Notes from the discussion about Large Lexicon and Grammars

aggregation project - minor resourced language. Data carefully annotated. Assumption: GE can be useful, but the linguists who work with these languages usually don’t have time or are engaged with GE. So AGG is trying to automate things for them.

Liz: shows toolbox data format. That’s what’s considered “raw” in AGG! You have interlinearlized data: sentences, morpheme segmentation, and then aligned glosses, and translations into e.g. English.

Shows FLEX format: same idea, but more xml-like.

Shows Xigt (also xml-like; that’s what AGG expects).

INTENT (Georgi 2016(?)): tool enriches Xigt, e.g. adds POS tags. Also phrase structure, dependency structure and other things. If the linguist didn’t add POS tags to their datasets, AGG uses projected tags from the structure tiers that INTENT added.

^^Reference of thesis

Lexicons: in choices files, there is a certain format for lexical types and instances (stems).

[Discussion about conversion to Xigt, and how converters may have bugs, but the point is, Xigt may create additional tiers e.g. by assembling words or morphemes into morphologically normalized phrases.]

Toolbox and Flex are tools used by linguistics. Xigt was created as part of AGG (and is pretty robust and easier to use maybe(?) than Flex (not to mention toolbox which is just text).

Alex: How important are translations? Could you do without?

Emily: For some components, maybe, such as the morphology (MOM; morphotactic inference). But the original purpose of the project was to serve languages for which most data is in the IGT (interlinear glossed text) format. For Portuguese, you have lots of data but probably very, very little IGT…

Alex: Tools like AGG can also serve as a communication tool (because it may help find relevant examples? OZ: I didn’t quite understand here)

Emily: Shows a Chintang IGT, explains how informative the format is, given the gloss line (in contrast to only having the language and the translation lines)

Berthold: Can we encode morphophonological abstraction in IGT?

Emily: That really depends on the linguist who is creating the dataset. At the moment, the MAtrix only works well with clean, straight concatenative morphology. Otherwise the grammar will have lots of allomorphs.

B: So, dashed glosses are better than dotted glosses?

Emily: Dotted glosses are good, but the way people gloss German is hopeless!

Olga: but maybe AGG is not what Alex needs; let’s discuss large lexicons generally.

Alex: We have a medium-size grammar, and the lexicon is already quite large.

Francis: https://github.com/delph-in/docs/wiki/LkbLexDb TDL to SQL interface. You can add entries to the lexicon through an emacs interface to the database.

Dan: The above tool (lex database) was brittle, and it has no current engineering support. The benefit was clean alphabetized set of lexical entries; predictable location of everything. But there was a learning curve and a memory curve, in the sense that you easily forget how to use the tool. But I may still go back to this tool when trying to expand my lexicon to accommodate wordnet. I would like our generator machinery to accommodate unusual words; there are probably deep reasons for this though. I don’t want to maintain a 100-200K-entry lexicon in a TDL file. So I expect to have to go back to a SQL database. May need to patch it up.

> **Dataset**
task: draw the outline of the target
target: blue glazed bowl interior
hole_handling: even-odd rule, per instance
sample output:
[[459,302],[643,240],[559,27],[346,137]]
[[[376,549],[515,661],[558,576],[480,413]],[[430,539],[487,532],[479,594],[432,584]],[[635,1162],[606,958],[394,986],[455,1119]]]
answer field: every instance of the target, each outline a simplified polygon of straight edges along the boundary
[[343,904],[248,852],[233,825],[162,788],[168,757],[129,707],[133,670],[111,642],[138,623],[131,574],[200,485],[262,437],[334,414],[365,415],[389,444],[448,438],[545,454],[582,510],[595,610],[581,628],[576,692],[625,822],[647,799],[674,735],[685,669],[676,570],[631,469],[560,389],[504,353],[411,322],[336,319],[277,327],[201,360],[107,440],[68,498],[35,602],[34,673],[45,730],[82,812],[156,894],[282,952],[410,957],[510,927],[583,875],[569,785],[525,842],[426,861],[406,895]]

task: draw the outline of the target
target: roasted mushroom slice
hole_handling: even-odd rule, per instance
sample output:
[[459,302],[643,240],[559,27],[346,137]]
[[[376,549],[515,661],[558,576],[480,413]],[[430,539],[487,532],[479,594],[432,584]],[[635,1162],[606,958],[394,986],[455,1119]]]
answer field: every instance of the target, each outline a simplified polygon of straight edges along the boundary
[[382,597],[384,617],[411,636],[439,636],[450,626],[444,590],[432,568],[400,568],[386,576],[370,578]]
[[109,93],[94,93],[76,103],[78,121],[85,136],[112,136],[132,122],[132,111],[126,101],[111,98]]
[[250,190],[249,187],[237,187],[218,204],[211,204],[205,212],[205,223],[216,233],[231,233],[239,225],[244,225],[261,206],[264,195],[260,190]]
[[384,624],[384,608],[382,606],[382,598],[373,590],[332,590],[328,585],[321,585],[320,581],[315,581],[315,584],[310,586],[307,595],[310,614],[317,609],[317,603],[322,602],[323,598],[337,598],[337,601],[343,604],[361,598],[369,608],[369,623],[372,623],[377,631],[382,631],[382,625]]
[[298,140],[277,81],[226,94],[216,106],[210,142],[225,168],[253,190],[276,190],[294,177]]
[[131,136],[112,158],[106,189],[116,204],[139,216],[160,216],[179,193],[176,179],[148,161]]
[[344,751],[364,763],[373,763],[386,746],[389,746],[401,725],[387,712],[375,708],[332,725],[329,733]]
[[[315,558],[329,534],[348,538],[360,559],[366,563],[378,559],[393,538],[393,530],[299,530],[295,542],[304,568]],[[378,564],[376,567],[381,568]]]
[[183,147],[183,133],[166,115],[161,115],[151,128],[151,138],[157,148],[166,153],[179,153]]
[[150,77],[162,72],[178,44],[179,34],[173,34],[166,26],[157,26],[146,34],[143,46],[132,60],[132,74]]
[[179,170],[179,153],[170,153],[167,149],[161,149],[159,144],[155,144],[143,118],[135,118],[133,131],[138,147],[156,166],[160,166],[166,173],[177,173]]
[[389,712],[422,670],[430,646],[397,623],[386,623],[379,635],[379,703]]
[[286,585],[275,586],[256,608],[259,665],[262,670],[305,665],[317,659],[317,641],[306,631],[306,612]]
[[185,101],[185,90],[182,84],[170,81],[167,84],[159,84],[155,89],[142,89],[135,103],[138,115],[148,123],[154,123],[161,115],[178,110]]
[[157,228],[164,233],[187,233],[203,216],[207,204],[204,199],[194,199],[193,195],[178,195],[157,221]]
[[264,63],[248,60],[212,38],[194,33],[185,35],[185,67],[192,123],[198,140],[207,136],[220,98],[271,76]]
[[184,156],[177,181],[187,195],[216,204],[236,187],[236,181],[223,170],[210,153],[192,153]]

> **Set exercise 1**
Using the notes on large lexicons and grammars, decide whether each statement agrees with the text: (a) Xigt came out of the AGG project; (b) the Matrix currently handles non-concatenative morphology well; (c) Dan says the lex database tool still has engineering support. Answer yes or no for each, and quote the words that decide it.
> **Set exercise 2**
From the discussion notes, extract the passage between "INTENT (Georgi 2016(?)): tool" and "and instances (stems).", inclusive.
The rows aren't needed for anything here.

> **Correct output 1**
(a) Yes: "Xigt was created as part of AGG"
(b) No: "At the moment, the MAtrix only works well with clean, straight concatenative morphology."
(c) No: "it has no current engineering support"

> **Correct output 2**
INTENT (Georgi 2016(?)): tool enriches Xigt, e.g. adds POS tags. Also phrase structure, dependency structure and other things. If the linguist didn’t add POS tags to their datasets, AGG uses projected tags from the structure tiers that INTENT added.

^^Reference of thesis

Lexicons: in choices files, there is a certain format for lexical types and instances (stems).